Put the lines below into a JSON list of strings, one string per line, leaving out any blank lines. Begin at the line that has "of the hardwood", and stop after the final line.
---------- Exercise inputs
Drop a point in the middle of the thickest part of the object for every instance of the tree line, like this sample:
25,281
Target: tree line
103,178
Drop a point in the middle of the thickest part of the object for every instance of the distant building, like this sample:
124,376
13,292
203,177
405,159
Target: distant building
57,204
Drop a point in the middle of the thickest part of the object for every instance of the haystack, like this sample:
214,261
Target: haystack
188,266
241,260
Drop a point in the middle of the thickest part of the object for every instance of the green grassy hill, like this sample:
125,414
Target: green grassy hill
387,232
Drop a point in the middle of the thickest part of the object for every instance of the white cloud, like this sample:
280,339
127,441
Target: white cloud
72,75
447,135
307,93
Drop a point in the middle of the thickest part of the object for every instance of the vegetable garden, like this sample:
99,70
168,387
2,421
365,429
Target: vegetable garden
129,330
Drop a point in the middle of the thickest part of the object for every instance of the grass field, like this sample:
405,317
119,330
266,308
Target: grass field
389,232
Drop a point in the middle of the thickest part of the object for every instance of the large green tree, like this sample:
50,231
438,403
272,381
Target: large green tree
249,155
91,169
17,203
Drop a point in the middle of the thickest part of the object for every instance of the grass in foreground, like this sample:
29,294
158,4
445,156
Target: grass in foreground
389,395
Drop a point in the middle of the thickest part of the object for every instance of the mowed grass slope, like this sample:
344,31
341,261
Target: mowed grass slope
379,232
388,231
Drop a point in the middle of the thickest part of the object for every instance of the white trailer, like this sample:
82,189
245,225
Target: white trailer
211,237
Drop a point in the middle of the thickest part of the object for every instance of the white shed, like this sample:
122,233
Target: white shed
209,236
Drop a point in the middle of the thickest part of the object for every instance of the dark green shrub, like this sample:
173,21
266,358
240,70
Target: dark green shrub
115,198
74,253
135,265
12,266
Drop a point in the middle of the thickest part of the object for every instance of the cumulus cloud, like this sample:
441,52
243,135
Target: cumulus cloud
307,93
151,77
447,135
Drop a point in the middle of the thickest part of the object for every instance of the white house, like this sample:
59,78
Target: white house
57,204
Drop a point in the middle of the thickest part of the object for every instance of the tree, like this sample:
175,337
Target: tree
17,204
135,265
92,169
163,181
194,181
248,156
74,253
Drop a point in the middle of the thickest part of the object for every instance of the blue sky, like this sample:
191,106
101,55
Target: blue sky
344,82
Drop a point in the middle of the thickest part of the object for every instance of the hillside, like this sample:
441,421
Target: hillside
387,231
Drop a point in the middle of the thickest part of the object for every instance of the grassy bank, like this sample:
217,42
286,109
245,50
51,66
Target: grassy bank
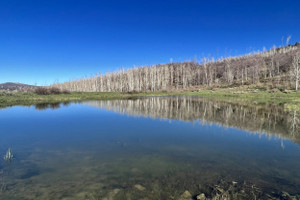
290,99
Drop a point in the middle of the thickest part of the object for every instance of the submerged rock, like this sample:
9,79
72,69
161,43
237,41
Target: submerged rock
201,196
186,196
8,156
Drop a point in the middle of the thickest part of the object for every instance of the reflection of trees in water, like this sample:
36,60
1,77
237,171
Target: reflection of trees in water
270,119
44,106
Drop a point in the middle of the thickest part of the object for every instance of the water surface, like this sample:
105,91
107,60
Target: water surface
149,148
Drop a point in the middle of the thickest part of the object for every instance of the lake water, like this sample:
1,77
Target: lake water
149,148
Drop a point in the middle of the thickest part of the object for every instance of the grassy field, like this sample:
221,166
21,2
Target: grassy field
290,99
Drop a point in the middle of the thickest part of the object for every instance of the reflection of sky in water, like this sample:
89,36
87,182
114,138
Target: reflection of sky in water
78,136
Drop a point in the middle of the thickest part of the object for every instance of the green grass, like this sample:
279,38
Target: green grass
290,99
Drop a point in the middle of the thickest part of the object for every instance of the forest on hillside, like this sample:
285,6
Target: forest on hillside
276,68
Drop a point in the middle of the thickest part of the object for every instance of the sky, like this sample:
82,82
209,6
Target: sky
47,41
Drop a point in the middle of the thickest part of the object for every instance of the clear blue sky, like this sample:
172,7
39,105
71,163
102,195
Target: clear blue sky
43,41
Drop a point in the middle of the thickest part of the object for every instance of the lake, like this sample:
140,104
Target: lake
150,148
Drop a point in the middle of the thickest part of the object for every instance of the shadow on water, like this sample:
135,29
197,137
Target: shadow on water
272,120
139,158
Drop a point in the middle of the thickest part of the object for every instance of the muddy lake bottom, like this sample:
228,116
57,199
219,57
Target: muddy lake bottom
134,150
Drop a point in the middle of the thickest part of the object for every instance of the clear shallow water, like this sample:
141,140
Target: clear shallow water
149,148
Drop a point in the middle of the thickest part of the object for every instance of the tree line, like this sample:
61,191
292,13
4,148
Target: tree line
277,66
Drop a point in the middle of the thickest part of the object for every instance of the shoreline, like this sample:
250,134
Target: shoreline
290,99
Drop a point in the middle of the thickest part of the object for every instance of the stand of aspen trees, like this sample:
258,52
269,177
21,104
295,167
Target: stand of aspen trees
280,66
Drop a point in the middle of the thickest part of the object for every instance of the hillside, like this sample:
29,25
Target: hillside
277,68
9,86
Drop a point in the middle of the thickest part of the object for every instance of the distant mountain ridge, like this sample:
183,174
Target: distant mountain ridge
10,86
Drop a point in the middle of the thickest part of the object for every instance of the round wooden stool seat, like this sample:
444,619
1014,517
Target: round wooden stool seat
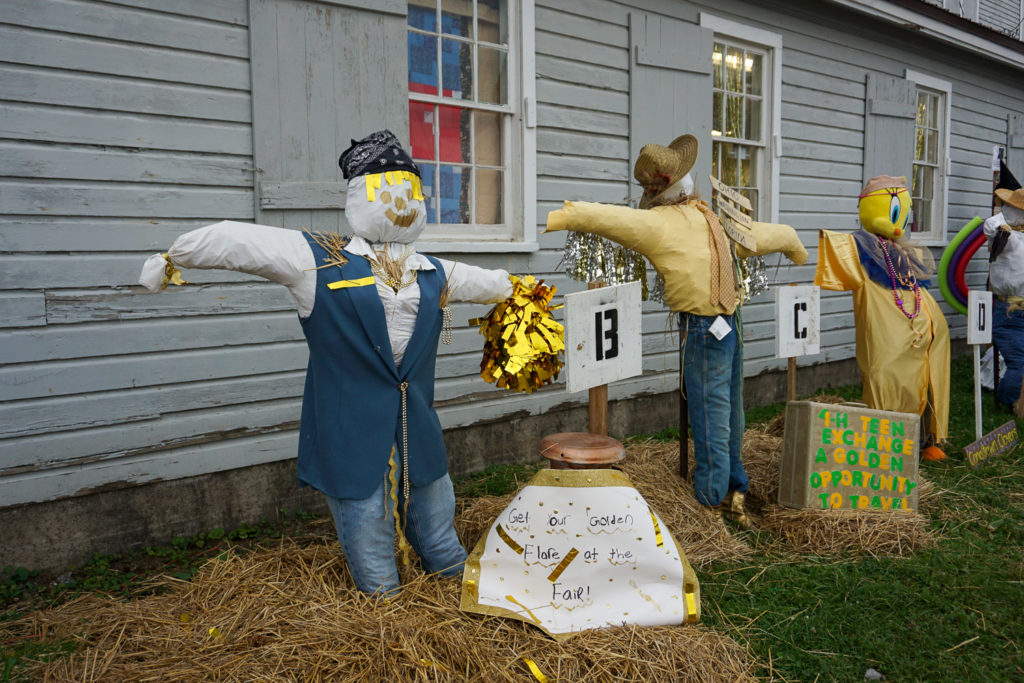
581,451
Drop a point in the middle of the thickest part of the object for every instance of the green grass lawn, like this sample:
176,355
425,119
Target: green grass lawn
954,612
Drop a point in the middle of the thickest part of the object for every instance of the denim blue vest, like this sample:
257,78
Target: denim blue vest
351,408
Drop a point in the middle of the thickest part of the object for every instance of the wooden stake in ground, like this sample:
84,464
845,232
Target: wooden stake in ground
598,402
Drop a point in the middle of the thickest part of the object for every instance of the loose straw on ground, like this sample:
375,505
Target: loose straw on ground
291,612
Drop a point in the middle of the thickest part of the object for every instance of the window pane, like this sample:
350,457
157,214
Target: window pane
487,132
457,70
488,197
422,15
493,76
753,68
457,17
491,22
753,120
745,156
427,174
717,66
717,124
733,116
421,129
422,63
734,70
454,196
730,167
454,131
931,146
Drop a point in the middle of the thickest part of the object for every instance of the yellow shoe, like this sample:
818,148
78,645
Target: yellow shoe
732,510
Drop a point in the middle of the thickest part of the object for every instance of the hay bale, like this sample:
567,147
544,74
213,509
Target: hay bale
293,613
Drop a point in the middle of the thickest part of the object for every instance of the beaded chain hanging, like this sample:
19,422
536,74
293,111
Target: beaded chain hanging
898,281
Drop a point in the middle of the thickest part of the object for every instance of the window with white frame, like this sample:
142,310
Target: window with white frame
467,125
929,189
745,93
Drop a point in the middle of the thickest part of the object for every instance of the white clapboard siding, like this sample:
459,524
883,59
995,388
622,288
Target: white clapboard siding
123,125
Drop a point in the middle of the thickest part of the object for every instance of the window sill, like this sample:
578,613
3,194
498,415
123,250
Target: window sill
465,247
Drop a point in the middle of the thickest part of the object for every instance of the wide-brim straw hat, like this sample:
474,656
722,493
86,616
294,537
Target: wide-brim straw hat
1013,198
659,167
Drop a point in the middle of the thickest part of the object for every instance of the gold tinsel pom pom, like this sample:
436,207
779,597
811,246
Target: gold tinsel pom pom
523,339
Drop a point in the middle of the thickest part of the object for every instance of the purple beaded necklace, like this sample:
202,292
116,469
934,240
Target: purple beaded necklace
897,281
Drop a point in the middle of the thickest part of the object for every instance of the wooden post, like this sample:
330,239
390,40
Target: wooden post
791,379
598,401
684,427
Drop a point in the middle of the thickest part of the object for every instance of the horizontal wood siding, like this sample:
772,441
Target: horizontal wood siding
126,123
1004,15
122,125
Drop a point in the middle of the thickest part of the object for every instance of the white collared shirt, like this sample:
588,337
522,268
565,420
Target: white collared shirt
284,256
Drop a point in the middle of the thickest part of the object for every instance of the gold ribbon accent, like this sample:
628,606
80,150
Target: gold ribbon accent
553,577
657,529
172,275
341,284
536,671
503,535
399,520
723,278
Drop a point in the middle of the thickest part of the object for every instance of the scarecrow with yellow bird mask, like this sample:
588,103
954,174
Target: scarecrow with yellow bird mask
372,311
902,337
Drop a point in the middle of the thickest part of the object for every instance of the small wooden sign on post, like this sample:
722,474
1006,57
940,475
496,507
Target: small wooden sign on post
602,344
797,328
979,331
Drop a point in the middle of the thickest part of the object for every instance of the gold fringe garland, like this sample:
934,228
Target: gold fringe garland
523,339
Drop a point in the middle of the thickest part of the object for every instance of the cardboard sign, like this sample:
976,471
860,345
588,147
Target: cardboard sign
979,317
848,458
798,315
578,550
993,443
602,336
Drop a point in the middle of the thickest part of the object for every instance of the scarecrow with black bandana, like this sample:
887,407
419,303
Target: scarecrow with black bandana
372,311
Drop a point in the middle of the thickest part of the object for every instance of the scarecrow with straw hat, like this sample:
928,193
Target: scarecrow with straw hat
372,308
685,242
1006,232
902,336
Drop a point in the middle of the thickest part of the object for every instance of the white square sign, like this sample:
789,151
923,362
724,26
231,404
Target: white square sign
798,328
979,316
602,336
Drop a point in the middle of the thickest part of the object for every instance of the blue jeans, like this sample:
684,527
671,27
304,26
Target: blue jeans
366,531
713,377
1008,335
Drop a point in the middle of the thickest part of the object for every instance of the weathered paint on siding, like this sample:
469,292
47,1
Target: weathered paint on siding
117,136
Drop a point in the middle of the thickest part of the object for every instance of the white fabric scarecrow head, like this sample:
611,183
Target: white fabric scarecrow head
385,197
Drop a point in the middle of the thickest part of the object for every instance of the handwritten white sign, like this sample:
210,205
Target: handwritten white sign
578,550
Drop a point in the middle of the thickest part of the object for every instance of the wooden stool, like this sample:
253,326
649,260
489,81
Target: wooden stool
581,451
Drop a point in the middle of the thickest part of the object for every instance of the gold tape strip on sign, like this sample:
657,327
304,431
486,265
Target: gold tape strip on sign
691,605
524,607
725,189
536,671
553,577
657,529
341,284
503,535
738,236
735,214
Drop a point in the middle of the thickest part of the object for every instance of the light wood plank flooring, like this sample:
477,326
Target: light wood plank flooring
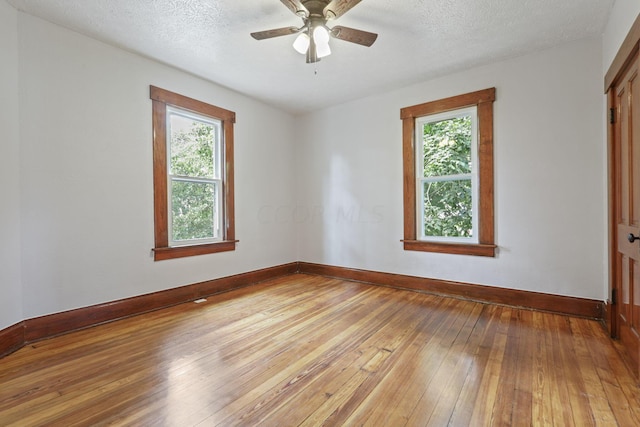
307,350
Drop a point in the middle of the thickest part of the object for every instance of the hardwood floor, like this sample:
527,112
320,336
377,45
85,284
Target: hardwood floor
307,350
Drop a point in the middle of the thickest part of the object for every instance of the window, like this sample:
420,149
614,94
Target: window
193,176
448,175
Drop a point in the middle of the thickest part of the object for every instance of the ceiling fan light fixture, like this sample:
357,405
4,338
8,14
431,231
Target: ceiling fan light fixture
301,44
321,39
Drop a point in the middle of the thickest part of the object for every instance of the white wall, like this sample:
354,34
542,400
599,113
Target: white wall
623,15
86,171
549,178
10,282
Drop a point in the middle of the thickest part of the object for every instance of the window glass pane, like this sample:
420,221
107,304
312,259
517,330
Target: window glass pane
447,147
193,206
448,208
192,146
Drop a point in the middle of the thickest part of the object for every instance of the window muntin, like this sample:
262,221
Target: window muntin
447,176
194,149
413,240
174,183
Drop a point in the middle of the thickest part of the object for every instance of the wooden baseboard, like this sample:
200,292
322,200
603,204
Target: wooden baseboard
36,329
11,338
580,307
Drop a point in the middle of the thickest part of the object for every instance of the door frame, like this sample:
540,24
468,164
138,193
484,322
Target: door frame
629,48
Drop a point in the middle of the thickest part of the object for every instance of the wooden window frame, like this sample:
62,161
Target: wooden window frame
162,98
483,101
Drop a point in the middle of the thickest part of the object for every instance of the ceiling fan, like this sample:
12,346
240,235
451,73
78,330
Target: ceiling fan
313,36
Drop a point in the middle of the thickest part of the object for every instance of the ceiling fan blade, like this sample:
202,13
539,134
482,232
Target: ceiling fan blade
296,7
352,35
337,8
261,35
--------------------
Result of this exercise
[
  "Drop a point in the middle of the thickest part of the object for every instance of the hardwood floor, like this sample:",
  "527,112",
  "320,336",
  "377,45",
  "85,284",
  "Target: hardwood floor",
  "307,350",
  "Drop a point in the middle of the thickest part of the object for every instance of the window, like this sample:",
  "420,149",
  "614,94",
  "Target: window",
  "193,176",
  "448,175",
  "Drop a point in the middle of the thickest part of the object for every instance of the ceiling fan light fixture, like this sample:",
  "357,405",
  "4,338",
  "8,14",
  "431,231",
  "Target: ceiling fan light fixture",
  "301,44",
  "321,39",
  "Drop a point in the middle of the thickest part of the object for every instance of the white wall, like this sample:",
  "354,34",
  "542,400",
  "599,113",
  "Target: white wall",
  "623,15",
  "86,171",
  "549,178",
  "10,282",
  "Drop a point in the middle of the thickest part of the object for every instance of the window glass pane, like this sample:",
  "420,221",
  "107,304",
  "312,259",
  "517,330",
  "Target: window glass pane",
  "447,147",
  "193,206",
  "448,208",
  "192,146",
  "Drop a point in the middle of the thickest part of the object for every instance of the window muntin, like this sample:",
  "262,221",
  "Target: window muntin",
  "447,176",
  "194,149",
  "413,240",
  "174,183",
  "Drop a point in the middle of the thickest part of the object for every instance of the wooden baseboard, like this sample:",
  "200,292",
  "322,200",
  "603,204",
  "Target: wooden baseboard",
  "36,329",
  "11,338",
  "580,307",
  "Drop a point in the middle of the thickest part of the object for every instance of the door frame, like this sample:",
  "540,24",
  "468,164",
  "138,193",
  "484,322",
  "Target: door frame",
  "629,48",
  "Drop a point in the middle of the thickest part of the object for every instance of the wooden window frame, like this sample:",
  "62,161",
  "Target: wooden window frame",
  "162,98",
  "483,101",
  "Drop a point in the middle of the thickest part of the object for every instance of the ceiling fan, like this sample:",
  "12,346",
  "240,235",
  "451,73",
  "78,330",
  "Target: ceiling fan",
  "313,36",
  "Drop a point in the middle of the thickest part of the object for every instance of the ceiling fan blade, like this sample:",
  "202,13",
  "539,134",
  "482,232",
  "Target: ceiling fan blade",
  "296,7",
  "352,35",
  "337,8",
  "261,35"
]